_PROBLEM STATEMENT:_
Show each line of the entries below that contains the word "green".

Entries excerpted from a collection
"""

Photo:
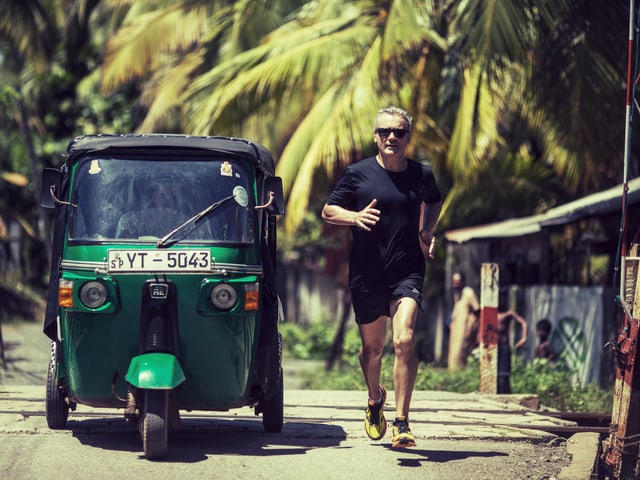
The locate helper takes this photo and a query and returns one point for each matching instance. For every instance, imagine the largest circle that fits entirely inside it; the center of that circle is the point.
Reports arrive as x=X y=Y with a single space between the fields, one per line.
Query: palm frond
x=142 y=44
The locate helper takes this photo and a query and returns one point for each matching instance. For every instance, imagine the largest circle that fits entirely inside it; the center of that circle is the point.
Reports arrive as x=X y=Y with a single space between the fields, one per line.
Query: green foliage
x=552 y=382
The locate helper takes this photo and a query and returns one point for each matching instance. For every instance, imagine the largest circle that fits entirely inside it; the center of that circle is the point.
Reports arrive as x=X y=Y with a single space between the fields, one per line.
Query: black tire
x=56 y=404
x=273 y=409
x=155 y=426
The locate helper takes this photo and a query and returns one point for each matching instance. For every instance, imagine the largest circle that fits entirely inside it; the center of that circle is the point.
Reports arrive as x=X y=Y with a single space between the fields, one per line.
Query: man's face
x=391 y=135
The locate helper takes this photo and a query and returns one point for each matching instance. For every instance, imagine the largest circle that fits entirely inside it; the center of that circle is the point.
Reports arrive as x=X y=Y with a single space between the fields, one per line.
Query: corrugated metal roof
x=600 y=203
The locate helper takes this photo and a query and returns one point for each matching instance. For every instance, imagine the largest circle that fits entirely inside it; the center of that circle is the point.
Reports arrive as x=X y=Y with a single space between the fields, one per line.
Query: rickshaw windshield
x=143 y=200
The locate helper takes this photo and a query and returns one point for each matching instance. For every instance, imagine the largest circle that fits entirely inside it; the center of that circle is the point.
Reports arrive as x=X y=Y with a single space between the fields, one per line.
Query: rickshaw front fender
x=155 y=371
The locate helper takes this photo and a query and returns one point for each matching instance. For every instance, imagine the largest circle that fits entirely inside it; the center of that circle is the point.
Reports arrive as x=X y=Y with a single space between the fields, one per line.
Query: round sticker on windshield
x=241 y=196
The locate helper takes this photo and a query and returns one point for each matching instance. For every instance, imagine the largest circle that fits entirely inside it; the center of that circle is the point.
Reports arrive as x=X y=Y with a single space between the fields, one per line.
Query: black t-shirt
x=391 y=250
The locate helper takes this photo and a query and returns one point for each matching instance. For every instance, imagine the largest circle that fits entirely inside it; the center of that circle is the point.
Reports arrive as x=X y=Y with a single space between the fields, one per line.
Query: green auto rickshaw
x=163 y=290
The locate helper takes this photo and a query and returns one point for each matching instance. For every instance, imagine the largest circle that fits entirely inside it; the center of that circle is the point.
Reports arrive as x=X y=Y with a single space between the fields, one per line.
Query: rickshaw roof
x=227 y=146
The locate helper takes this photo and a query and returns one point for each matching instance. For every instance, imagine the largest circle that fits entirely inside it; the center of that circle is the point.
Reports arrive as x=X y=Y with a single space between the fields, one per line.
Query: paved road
x=459 y=436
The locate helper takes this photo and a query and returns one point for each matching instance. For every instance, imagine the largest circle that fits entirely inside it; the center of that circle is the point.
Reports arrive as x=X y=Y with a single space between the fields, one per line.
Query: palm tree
x=484 y=80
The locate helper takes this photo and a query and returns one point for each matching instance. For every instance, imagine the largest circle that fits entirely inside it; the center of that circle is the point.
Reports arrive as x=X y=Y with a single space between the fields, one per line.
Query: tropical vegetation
x=517 y=105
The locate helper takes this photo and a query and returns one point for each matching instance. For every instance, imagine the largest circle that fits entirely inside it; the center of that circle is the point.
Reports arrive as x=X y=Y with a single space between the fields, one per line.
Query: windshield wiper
x=193 y=222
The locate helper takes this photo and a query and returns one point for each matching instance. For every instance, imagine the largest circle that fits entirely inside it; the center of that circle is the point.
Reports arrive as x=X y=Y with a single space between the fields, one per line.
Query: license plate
x=159 y=261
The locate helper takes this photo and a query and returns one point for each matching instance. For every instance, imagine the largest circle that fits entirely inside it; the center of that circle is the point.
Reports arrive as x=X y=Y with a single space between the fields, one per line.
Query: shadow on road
x=200 y=438
x=413 y=457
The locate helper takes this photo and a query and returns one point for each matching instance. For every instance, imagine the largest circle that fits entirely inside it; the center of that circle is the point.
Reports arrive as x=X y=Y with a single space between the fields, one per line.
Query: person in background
x=543 y=332
x=392 y=204
x=465 y=320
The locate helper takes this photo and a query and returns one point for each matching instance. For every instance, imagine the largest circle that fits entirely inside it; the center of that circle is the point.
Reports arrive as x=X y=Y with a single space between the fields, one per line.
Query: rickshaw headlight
x=224 y=297
x=93 y=294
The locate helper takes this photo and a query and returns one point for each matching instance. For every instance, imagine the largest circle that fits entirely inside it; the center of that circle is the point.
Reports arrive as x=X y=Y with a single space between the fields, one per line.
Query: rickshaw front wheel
x=56 y=405
x=155 y=423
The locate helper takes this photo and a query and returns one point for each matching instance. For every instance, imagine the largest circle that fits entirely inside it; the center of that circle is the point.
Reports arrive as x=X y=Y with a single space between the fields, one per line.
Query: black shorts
x=369 y=305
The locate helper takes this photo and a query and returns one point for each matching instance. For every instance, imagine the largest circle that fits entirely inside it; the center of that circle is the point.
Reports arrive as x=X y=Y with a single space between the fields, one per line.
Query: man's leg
x=373 y=336
x=404 y=312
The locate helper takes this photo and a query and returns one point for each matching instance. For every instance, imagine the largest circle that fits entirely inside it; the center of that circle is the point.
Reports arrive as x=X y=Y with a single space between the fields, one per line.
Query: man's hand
x=427 y=243
x=367 y=217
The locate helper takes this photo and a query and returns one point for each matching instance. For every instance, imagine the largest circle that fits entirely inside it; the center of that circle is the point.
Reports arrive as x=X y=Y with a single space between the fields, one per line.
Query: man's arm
x=429 y=214
x=365 y=218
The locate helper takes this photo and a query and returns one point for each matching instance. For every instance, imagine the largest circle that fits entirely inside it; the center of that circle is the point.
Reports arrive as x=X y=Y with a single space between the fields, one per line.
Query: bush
x=552 y=382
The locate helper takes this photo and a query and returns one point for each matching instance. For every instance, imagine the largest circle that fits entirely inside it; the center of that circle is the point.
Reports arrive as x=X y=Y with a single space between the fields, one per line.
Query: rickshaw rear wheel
x=56 y=405
x=155 y=425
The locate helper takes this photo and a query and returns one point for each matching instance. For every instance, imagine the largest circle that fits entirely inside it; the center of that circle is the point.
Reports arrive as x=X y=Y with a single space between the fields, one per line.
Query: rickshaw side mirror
x=273 y=186
x=51 y=181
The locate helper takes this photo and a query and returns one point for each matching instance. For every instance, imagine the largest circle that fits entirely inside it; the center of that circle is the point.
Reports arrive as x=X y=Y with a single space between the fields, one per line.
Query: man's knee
x=372 y=350
x=403 y=342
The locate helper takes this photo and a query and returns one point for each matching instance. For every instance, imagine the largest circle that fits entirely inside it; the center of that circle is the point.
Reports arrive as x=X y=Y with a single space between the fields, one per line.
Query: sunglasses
x=385 y=132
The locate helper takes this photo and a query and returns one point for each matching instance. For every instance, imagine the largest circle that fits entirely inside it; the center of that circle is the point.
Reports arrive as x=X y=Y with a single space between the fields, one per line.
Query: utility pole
x=489 y=290
x=620 y=450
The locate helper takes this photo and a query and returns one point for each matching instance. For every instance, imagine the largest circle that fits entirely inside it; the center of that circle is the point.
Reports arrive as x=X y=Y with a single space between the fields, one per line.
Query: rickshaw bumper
x=159 y=371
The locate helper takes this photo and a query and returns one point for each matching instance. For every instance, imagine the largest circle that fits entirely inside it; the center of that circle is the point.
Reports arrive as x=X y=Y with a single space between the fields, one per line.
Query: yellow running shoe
x=374 y=423
x=402 y=436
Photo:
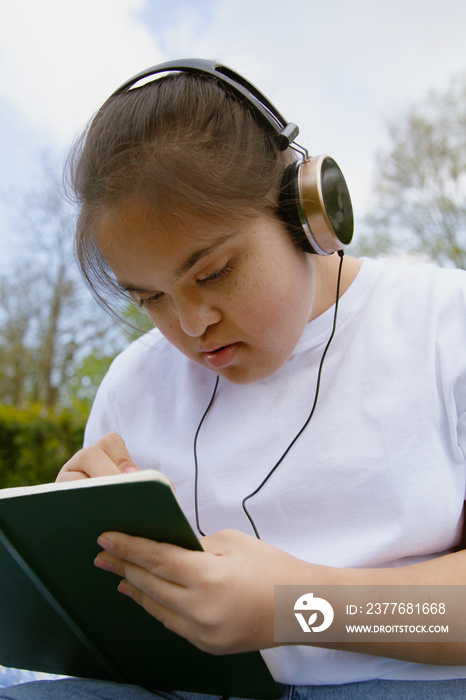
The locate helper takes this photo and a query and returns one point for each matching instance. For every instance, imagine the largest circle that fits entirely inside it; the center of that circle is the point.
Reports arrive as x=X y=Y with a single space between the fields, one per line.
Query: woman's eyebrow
x=199 y=254
x=184 y=267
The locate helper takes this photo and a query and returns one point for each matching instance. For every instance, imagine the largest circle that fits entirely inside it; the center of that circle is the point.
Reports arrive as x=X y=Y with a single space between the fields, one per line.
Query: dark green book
x=62 y=615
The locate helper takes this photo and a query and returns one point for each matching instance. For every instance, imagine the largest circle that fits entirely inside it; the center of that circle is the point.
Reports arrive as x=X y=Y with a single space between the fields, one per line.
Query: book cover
x=60 y=614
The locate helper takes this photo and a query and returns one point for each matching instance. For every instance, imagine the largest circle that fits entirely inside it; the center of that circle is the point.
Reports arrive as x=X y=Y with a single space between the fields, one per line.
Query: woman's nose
x=195 y=318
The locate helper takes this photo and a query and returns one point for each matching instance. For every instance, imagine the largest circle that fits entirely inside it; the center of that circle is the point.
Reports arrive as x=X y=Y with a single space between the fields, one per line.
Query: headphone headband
x=283 y=131
x=314 y=197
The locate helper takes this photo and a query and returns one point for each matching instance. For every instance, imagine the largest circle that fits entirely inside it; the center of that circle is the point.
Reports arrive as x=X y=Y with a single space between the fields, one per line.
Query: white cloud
x=337 y=68
x=60 y=60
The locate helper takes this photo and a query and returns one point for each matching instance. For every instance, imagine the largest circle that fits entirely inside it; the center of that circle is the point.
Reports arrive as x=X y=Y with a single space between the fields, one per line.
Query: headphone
x=314 y=197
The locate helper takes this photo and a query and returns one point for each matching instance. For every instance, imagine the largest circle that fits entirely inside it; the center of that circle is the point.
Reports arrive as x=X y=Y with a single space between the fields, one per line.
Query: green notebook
x=60 y=614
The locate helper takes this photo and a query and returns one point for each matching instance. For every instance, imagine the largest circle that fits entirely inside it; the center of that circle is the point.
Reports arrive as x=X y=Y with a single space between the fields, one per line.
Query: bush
x=35 y=443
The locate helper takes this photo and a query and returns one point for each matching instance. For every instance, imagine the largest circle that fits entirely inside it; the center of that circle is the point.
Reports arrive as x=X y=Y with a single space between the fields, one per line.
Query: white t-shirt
x=377 y=478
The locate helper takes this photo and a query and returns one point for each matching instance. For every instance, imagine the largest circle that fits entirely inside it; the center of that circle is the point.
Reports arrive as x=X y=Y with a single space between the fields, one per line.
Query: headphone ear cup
x=315 y=202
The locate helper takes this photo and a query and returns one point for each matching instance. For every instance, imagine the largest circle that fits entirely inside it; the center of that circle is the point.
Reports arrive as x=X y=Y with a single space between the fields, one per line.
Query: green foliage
x=36 y=442
x=420 y=183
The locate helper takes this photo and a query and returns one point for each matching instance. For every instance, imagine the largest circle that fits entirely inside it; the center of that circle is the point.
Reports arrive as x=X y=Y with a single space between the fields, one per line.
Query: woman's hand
x=221 y=599
x=108 y=456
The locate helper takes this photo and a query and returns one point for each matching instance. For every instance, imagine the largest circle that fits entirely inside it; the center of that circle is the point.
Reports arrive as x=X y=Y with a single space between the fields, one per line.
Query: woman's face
x=234 y=298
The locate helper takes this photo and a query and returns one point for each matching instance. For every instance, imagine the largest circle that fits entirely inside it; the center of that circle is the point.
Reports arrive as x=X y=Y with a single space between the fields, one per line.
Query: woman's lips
x=221 y=356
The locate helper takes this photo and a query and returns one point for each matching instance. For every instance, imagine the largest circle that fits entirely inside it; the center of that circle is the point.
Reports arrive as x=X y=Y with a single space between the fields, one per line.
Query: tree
x=420 y=190
x=48 y=323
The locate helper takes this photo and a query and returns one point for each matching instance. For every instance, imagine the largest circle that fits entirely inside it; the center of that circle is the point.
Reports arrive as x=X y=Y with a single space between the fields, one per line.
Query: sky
x=338 y=68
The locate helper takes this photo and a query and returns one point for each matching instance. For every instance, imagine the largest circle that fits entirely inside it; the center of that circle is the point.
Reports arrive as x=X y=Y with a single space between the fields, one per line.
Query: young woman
x=332 y=450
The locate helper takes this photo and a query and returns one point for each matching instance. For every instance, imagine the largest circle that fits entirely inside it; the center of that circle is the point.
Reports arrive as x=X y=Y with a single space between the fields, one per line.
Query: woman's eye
x=217 y=275
x=147 y=301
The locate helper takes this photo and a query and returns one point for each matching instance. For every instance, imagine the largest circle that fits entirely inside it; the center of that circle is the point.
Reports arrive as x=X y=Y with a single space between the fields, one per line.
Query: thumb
x=115 y=448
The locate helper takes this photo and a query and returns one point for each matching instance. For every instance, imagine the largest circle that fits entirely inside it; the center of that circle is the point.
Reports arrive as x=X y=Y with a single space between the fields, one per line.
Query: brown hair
x=183 y=142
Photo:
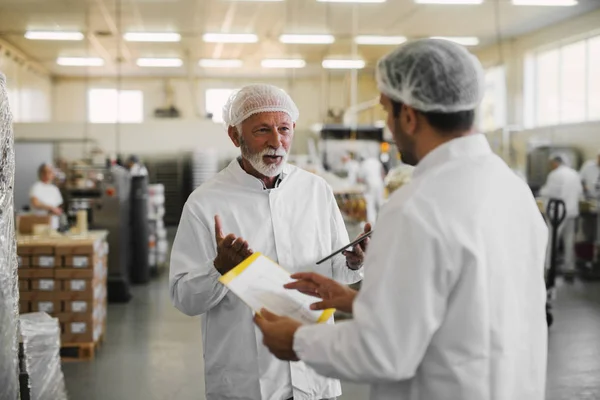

"""

_REPLY TO THE EXERCISE:_
Query: green foliage
Query: green auto rickshaw
Query: dark green book
Query: green notebook
Query: green foliage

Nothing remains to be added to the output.